> _Written request_
Read the data and repeat it in full, exactly.

> _Material to process_
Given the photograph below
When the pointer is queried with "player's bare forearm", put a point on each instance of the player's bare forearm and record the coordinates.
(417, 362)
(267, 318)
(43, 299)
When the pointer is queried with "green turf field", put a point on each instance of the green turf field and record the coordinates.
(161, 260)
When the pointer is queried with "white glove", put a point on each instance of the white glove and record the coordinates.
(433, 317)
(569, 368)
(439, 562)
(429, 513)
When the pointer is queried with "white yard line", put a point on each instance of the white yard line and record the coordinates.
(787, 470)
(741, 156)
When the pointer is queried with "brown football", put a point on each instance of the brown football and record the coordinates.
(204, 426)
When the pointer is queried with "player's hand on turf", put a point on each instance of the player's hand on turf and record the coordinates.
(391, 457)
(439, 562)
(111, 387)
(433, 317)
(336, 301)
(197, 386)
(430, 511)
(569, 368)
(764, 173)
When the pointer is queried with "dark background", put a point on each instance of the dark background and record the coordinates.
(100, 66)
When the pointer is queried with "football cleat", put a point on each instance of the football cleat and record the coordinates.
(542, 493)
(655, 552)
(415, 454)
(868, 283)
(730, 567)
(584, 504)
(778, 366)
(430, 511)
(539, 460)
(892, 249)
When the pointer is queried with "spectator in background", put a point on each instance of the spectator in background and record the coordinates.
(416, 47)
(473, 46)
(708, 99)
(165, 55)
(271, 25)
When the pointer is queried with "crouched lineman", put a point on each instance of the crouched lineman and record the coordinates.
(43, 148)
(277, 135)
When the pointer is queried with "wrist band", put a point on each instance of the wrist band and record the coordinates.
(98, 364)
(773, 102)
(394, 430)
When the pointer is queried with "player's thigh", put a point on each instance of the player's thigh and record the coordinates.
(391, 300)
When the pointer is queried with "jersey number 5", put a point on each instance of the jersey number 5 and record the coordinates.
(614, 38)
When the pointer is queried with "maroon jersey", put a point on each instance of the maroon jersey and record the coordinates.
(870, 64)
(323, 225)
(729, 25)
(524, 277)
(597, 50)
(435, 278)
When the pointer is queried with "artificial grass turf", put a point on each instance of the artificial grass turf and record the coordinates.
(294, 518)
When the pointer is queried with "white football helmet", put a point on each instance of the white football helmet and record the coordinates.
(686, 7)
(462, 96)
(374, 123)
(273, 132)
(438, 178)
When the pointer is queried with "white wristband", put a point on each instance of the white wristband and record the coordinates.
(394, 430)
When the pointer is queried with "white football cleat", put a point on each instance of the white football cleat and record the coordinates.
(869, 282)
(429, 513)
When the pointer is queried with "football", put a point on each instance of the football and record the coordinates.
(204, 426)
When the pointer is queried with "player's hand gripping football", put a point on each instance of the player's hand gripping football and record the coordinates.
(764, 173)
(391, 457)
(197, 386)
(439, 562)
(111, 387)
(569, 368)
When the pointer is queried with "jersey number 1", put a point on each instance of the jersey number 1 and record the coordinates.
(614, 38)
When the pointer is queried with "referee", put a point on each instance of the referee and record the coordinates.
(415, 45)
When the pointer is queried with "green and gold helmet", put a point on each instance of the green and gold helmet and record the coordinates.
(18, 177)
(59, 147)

> _Answer to the problem_
Given the photograph below
When the pointer is queried with "player's bare forearm", put a point on each instance of the player's bare forearm and record the coordinates.
(417, 362)
(267, 318)
(43, 299)
When the pointer is queried with "green turf field", put a point on each instance of the green turf field and record the coordinates.
(161, 260)
When the pointer is queried with "white glove", put a point on each instance of the white glove and record the coordinates.
(433, 317)
(569, 368)
(439, 562)
(429, 513)
When the pointer is queried with "white yard line", put a point on each instance of the white yard line and record the coordinates.
(787, 470)
(741, 156)
When the pointer is queried with "brown football", put a point on each instance of the brown football and record the coordinates.
(204, 426)
When the pointer is queried with "player's hand on turf", put a point on each instance of the player's hand on turf and record the coordinates.
(391, 457)
(439, 562)
(111, 387)
(433, 317)
(336, 301)
(197, 386)
(430, 511)
(569, 368)
(764, 173)
When the pointer is queried with "dark background", put a point on each instance of the dark background and record the coordinates.
(100, 66)
When the pointer is queried with "football cleat", put a point on each instance of the football cleat and record the coordinates.
(542, 493)
(655, 552)
(415, 454)
(868, 283)
(730, 567)
(584, 504)
(778, 366)
(430, 511)
(539, 460)
(892, 249)
When the pointer is queried with "spectator in background", put a point on each instance of the spectator in background and record the coordinates.
(416, 47)
(473, 46)
(708, 99)
(165, 55)
(271, 25)
When the pointer is queried with "crouched lineman", put a point on each instance of the crouched lineman and record the coordinates.
(43, 148)
(277, 135)
When the pointer is queried with "wrist band", put a point on each instance of the wrist band and record the coordinates.
(98, 364)
(773, 102)
(394, 430)
When the pointer is queried with "player's thigh", put a point on each instance of the player's thigh and record the coordinates.
(391, 300)
When the pointer is queried with "jersey number 5", put a point on each instance of the jersey number 5 and record the coordinates.
(614, 38)
When the pointer is queried with "maroon jersey", put a point on each instance of the maroon jersey and record the coordinates.
(870, 64)
(323, 225)
(729, 25)
(524, 277)
(597, 50)
(435, 278)
When the pointer is queried with "artificial grass turf", put a point on each instance of the artificial grass turf and record the coordinates.
(294, 518)
When the pointer is queried with "white football helmet", put a point on each instance of the white football helmet and record the coordinates.
(686, 7)
(462, 96)
(374, 123)
(273, 132)
(438, 178)
When the pointer is queried with "white wristband", put a point on each instance of the white wristband and record the coordinates.
(394, 430)
When the pointer is queried with "white football cleat", put a point on each instance of the white football cleat and record the coordinates.
(869, 282)
(429, 513)
When the pointer is queried with "football", put a point on each instance of the football and record the coordinates.
(204, 426)
When the pointer is queried with "player's hand gripping football", put a point on each instance of the player's hand gripping football and record the coordinates.
(764, 173)
(391, 457)
(197, 386)
(439, 562)
(111, 387)
(569, 368)
When the pointer is queried with "jersey number 1", put a point on each instance of the jersey number 1 and record the coordinates.
(614, 38)
When the pointer is queried with "referee", put a point on each instance of the referee and record the coordinates.
(415, 45)
When the pointer is queried with "green and gold helmet", put a point on each instance of the green and gold helmet and record the coordinates.
(18, 177)
(59, 147)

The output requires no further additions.